What to work on:
Scan the entries for the word "below", and copy every line where it appears.

Dataset records:
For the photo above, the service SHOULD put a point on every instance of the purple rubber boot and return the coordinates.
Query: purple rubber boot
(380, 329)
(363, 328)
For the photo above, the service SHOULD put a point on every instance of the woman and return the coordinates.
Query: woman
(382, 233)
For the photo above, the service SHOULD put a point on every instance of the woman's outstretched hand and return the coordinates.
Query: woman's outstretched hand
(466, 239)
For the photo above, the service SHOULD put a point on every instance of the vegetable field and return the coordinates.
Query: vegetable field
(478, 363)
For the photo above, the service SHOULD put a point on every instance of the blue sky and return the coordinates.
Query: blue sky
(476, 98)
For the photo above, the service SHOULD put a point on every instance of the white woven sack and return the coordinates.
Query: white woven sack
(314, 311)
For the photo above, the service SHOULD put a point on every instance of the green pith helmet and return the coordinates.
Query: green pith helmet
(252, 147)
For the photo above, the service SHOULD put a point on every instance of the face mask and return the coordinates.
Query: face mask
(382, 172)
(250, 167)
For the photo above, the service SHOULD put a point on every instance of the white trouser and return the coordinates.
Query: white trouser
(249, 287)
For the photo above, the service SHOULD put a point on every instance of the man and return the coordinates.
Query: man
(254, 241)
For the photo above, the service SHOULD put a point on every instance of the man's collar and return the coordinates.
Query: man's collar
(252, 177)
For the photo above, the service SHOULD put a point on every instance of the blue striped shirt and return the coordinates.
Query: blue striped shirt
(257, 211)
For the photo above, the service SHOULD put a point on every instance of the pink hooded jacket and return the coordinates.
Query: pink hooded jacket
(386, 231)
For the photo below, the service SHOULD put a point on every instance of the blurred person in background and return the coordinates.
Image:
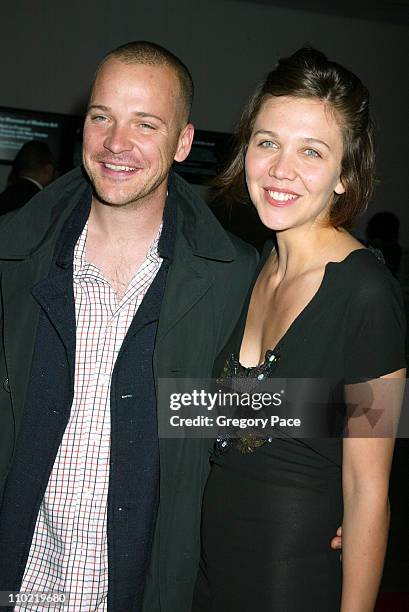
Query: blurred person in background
(33, 169)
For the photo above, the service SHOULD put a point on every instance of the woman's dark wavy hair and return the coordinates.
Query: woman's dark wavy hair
(309, 74)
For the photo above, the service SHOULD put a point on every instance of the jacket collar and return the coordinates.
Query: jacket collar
(36, 225)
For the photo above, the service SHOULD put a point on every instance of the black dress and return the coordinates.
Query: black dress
(269, 515)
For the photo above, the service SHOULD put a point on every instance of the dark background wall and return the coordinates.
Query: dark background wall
(49, 51)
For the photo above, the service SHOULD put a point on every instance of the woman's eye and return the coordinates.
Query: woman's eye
(312, 153)
(267, 144)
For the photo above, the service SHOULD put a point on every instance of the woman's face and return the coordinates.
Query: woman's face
(293, 162)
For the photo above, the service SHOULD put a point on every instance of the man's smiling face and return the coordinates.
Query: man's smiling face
(133, 131)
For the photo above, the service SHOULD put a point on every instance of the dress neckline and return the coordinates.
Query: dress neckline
(301, 315)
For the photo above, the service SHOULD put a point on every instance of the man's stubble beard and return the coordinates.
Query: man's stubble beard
(132, 200)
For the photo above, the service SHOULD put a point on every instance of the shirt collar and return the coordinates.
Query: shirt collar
(28, 178)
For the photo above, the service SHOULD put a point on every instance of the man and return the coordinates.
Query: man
(33, 169)
(111, 279)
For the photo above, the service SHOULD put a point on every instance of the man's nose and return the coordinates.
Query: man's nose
(118, 139)
(283, 166)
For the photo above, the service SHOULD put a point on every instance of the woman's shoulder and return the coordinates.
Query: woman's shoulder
(364, 270)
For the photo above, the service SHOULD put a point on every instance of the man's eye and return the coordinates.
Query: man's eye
(312, 153)
(267, 144)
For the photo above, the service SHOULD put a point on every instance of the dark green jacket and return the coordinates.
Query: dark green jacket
(206, 286)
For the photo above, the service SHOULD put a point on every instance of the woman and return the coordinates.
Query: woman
(322, 306)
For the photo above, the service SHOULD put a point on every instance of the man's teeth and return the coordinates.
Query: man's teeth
(119, 168)
(280, 196)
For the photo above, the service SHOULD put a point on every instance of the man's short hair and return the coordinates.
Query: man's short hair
(148, 53)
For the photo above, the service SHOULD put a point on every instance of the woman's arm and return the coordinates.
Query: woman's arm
(366, 467)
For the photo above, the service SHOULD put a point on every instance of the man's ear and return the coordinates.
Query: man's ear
(340, 187)
(185, 142)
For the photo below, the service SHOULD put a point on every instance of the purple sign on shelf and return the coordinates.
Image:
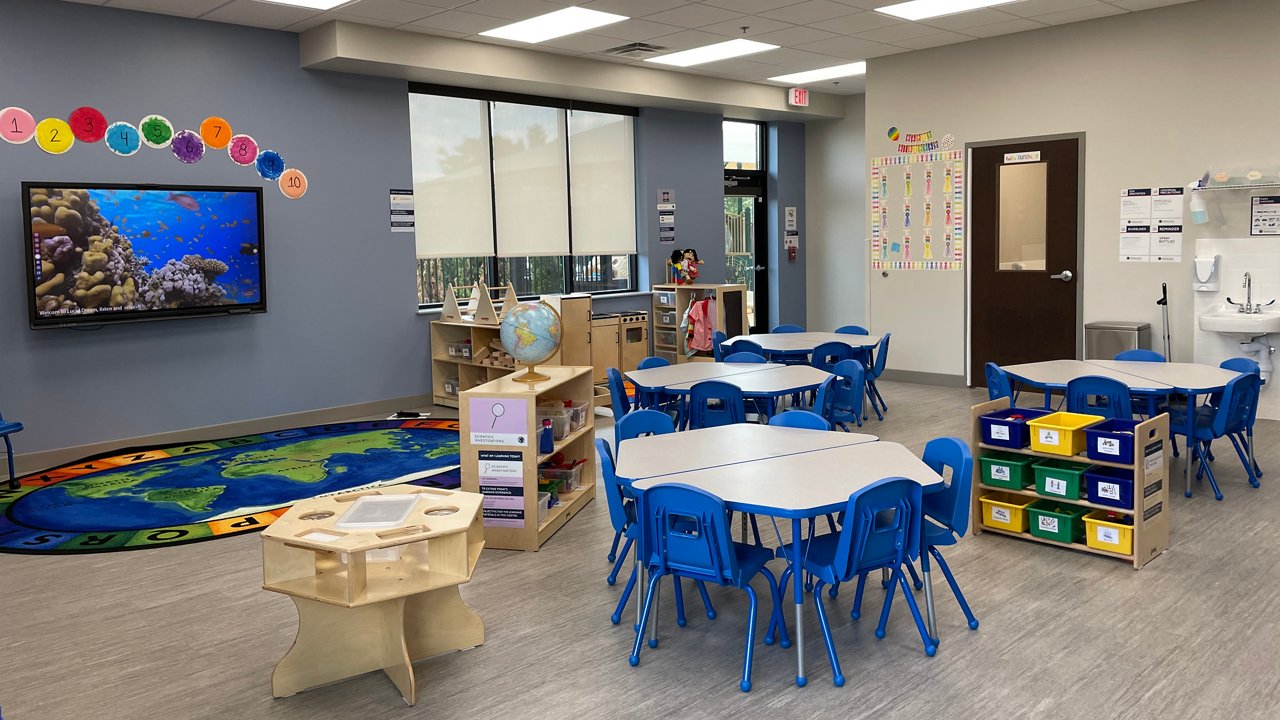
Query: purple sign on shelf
(498, 420)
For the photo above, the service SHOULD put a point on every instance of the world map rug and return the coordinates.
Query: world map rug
(160, 496)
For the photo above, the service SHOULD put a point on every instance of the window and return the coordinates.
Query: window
(525, 191)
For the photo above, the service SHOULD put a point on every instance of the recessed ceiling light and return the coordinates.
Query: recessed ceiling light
(554, 24)
(858, 68)
(922, 9)
(309, 4)
(712, 53)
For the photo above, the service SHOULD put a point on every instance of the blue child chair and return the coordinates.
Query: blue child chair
(997, 383)
(881, 531)
(713, 404)
(946, 515)
(8, 428)
(803, 419)
(850, 392)
(718, 345)
(1095, 395)
(1230, 419)
(622, 515)
(873, 374)
(631, 425)
(684, 532)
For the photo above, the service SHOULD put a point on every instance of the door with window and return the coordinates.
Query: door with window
(1024, 253)
(745, 229)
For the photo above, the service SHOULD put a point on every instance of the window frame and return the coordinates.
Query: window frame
(567, 260)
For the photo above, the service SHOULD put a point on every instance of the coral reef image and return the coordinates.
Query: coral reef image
(108, 250)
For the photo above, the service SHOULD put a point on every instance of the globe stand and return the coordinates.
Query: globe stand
(530, 376)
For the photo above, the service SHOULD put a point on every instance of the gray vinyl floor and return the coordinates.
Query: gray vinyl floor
(187, 632)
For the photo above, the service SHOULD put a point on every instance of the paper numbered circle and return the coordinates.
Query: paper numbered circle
(156, 131)
(242, 150)
(187, 146)
(17, 126)
(123, 139)
(293, 183)
(88, 124)
(269, 164)
(216, 132)
(54, 136)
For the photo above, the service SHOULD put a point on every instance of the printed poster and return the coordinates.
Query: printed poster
(918, 212)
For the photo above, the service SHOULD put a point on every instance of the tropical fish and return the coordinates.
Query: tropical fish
(184, 200)
(46, 229)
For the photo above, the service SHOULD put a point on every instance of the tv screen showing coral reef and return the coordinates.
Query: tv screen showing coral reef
(118, 253)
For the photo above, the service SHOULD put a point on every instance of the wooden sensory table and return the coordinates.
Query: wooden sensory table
(374, 598)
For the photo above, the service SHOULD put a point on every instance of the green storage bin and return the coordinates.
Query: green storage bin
(1060, 478)
(1008, 470)
(1055, 520)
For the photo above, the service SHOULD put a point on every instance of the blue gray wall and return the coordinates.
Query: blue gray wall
(681, 151)
(785, 188)
(341, 326)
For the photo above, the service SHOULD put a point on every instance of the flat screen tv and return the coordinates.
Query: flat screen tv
(126, 253)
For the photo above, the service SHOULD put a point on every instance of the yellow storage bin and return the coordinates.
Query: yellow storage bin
(1061, 433)
(1102, 532)
(1005, 511)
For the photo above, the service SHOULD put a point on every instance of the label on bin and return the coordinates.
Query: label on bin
(1107, 536)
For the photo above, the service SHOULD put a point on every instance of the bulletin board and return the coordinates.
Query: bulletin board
(918, 212)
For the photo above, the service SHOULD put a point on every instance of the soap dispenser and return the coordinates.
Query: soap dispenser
(1206, 274)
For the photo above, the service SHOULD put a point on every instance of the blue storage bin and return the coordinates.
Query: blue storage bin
(1008, 428)
(1110, 486)
(1110, 441)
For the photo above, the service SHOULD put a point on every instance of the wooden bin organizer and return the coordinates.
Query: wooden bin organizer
(1150, 468)
(374, 598)
(506, 469)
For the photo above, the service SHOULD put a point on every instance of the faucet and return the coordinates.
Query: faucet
(1248, 308)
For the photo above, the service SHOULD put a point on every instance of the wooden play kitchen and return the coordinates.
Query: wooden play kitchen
(1070, 479)
(529, 491)
(376, 596)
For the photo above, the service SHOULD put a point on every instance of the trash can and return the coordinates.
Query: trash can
(1104, 340)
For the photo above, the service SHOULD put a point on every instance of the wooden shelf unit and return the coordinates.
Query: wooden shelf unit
(458, 373)
(526, 532)
(670, 302)
(1150, 487)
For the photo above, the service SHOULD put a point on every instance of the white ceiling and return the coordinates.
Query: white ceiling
(812, 33)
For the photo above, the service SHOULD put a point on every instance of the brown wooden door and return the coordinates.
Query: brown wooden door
(1023, 241)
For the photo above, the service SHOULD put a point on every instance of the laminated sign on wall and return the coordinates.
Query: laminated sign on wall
(918, 212)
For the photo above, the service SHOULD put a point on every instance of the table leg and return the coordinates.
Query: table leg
(1191, 441)
(798, 586)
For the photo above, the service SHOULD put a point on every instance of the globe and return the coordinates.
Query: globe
(531, 333)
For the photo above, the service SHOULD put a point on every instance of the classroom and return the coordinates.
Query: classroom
(337, 331)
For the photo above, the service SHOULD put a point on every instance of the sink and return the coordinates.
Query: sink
(1243, 327)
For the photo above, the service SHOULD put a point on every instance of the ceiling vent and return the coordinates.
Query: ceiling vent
(635, 50)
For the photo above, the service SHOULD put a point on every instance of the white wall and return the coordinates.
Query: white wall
(835, 251)
(1161, 95)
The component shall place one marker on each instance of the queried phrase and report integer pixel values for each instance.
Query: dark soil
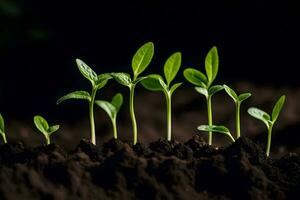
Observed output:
(164, 170)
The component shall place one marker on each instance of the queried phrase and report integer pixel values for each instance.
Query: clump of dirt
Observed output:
(163, 170)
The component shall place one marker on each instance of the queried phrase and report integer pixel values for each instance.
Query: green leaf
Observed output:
(214, 89)
(217, 129)
(122, 78)
(202, 90)
(195, 77)
(86, 71)
(75, 95)
(244, 96)
(152, 82)
(117, 101)
(277, 108)
(142, 58)
(174, 87)
(212, 64)
(231, 93)
(260, 114)
(172, 66)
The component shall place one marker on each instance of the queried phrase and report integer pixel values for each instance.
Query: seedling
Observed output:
(2, 129)
(112, 108)
(98, 82)
(140, 62)
(155, 82)
(204, 82)
(42, 125)
(267, 119)
(238, 99)
(217, 129)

Answer space:
For the photo below, the service SHOULD put a point on every instance of the blurred person in background and return the coordinates.
For the photo below, the service SHOULD put a point on every instance of the purple sign on shelf and return the coordinates.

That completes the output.